Continue the forum thread about the degraded UCP cluster and the ucp-auth-api error, starting right after its final sentence.

Document segment:
===============
Docker Community Forums

Share and learn in the Docker community.

UCP cluster degraded, ucp-auth-api error

ucp

(Wonderlang) #1

Hi everyone,

I am having a weird problem with my test UCP cluster. In a web interface, one node is shown as degraded. Here’s what I see in CLI:

docker logs ucp-controller

{“level”:“warning”,“msg”:“Auth API provider status check error: Auth API Provider error: Get https://10.161.16.21:12385/enzi/_ping: read tcp 172.17.0.11:59371-\u003e10.161.16.21:12385: read: connection reset by peer”,“time”:“2016-06-07T19:32:22Z”}

and as port 12385 is ucp-auth-api:

docker logs ucp-auth-api

{“level”:“info”,“msg”:“connecting to db …”,“time”:“2016-06-07T19:33:53Z”}
{“level”:“info”,“msg”:“generating private key …”,“time”:“2016-06-07T19:33:54Z”}
{“level”:“info”,“msg”:“initializing services …”,“time”:“2016-06-07T19:33:54Z”}
{“level”:“fatal”,“msg”:“unable to initialize OpenID Connect Provider service: unable to save JWT signing key: unable to save signing key: gorethink: Cannot perform write: primary replica for shard [”", +inf) not available in: \nr.DB(“enzi”).Table(“signing_keys”).Insert({id=“ce692a38e0ee09edf3fdc5bc3859a98bf39a87dd656e4423f704f365a0bf661b”, keyType=“RSA”, modulus=“uBNRVVnkDm-vbb5Ive-fsE3m2VtSVW2frLAOyFZPPG4_SioGEN84HaTdDq14iTTvAki9wLKb9U-H8bJrlVPApgsJtLr6BFKSOQqvSsN13rLow_V_sREpLyyCF_OvPgr3lKZ4OpjREoVwubqARDUaQr2TkCXZFaUQPqDcgsgPPKSKW7q0sw2atoB8JQKXKUExKCEKaQ5BBjxMtTnmr6m_dg6v8LlMu1uLqluR4VDQGW6wVO2v0Lcwzft4FdF7Ne-Y5_9m685bxxJGJzSLhsRYjuk2ck4gMVssaAYNKrEgvaIHIt249nH3DoQUZ-9CRvN_iW6kj8UMVqfMTLVbuuOVxw”, exponent=“AQAB”, expiration={$reql_type$=“TIME”, epoch_time=1.4653712347795677e+09, timezone="+00:00"}})",“time”:“2016-06-07T19:33:54Z”}

So, apparently there’s something wrong with the DB, but I don’t have a slightest idea how to fix it. Please help.
===============
Photo object-pointing records:
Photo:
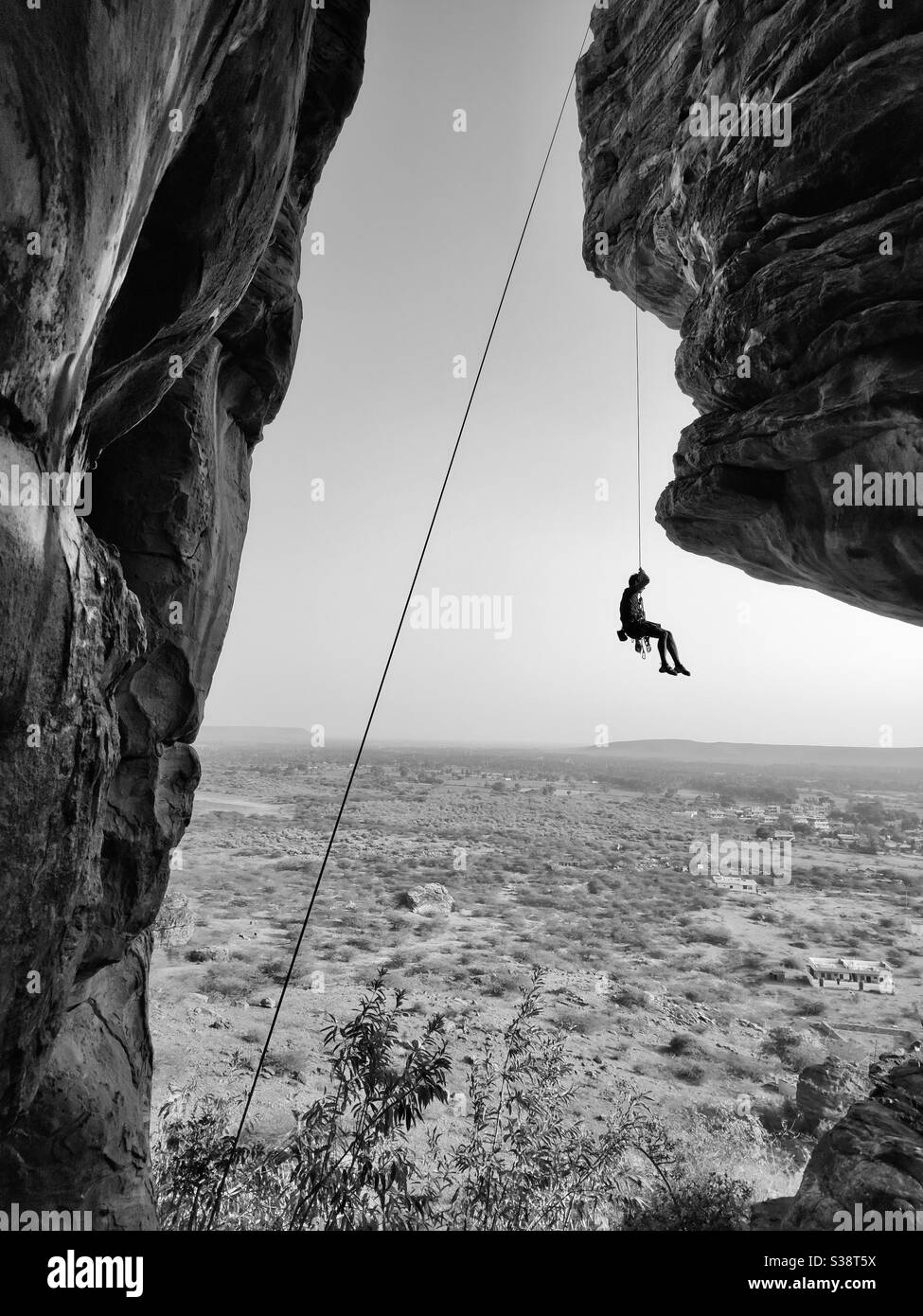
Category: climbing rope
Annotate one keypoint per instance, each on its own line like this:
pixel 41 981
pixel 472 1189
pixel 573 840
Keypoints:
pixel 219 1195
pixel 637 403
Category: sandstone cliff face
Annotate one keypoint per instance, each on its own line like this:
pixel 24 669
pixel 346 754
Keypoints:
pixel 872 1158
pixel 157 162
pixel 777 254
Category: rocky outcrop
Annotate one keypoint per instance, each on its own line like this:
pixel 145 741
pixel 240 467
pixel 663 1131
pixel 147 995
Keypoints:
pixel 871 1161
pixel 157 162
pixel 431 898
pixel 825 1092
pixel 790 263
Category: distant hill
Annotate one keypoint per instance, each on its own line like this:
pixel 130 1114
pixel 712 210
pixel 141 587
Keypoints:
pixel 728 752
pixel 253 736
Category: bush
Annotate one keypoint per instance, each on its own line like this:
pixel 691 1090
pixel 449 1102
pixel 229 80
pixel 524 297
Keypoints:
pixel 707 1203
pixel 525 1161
===============
Exercise answer:
(Ehlers320) #2

I am seeing the same thing. The rethink database appears to be up and i can netcat the port.


(Ehlers320) #3

I ended up re-installing the entire cluster to fix it. Sorry i cant be more helpful.


(Vivek Saraswat) #4

The database may not have been ready when the API server started. Have you tried simply restarting the auth api container on the malfunctioning node?

e.g. docker restart ucp-auth-api

You may need to restart the ucp-auth-worker container as well.


(Alex Wellock) #5

I ran into the same problem after restarting our cluster. I have tried restarting both the api and the worker as well as the store. I have also tried rebooting the host. So far I have not had any luck getting the api and worker out of the restarting sate.


(Neoresin) #6

Ran into this problem and I was able to solve it by syncing the clocks of the machines in the cluster and restarting the docker daemon on each (not sure if this last step was necessary, but hey, it worked). So on each of the RHEL 7 boxes we’re using:

  1. ntpdate -u domain_controller_1.domain.com (there was significant drift on the primary replica)
  2. systemctl restart docker (which restarted all the containers in the process, in the proper order)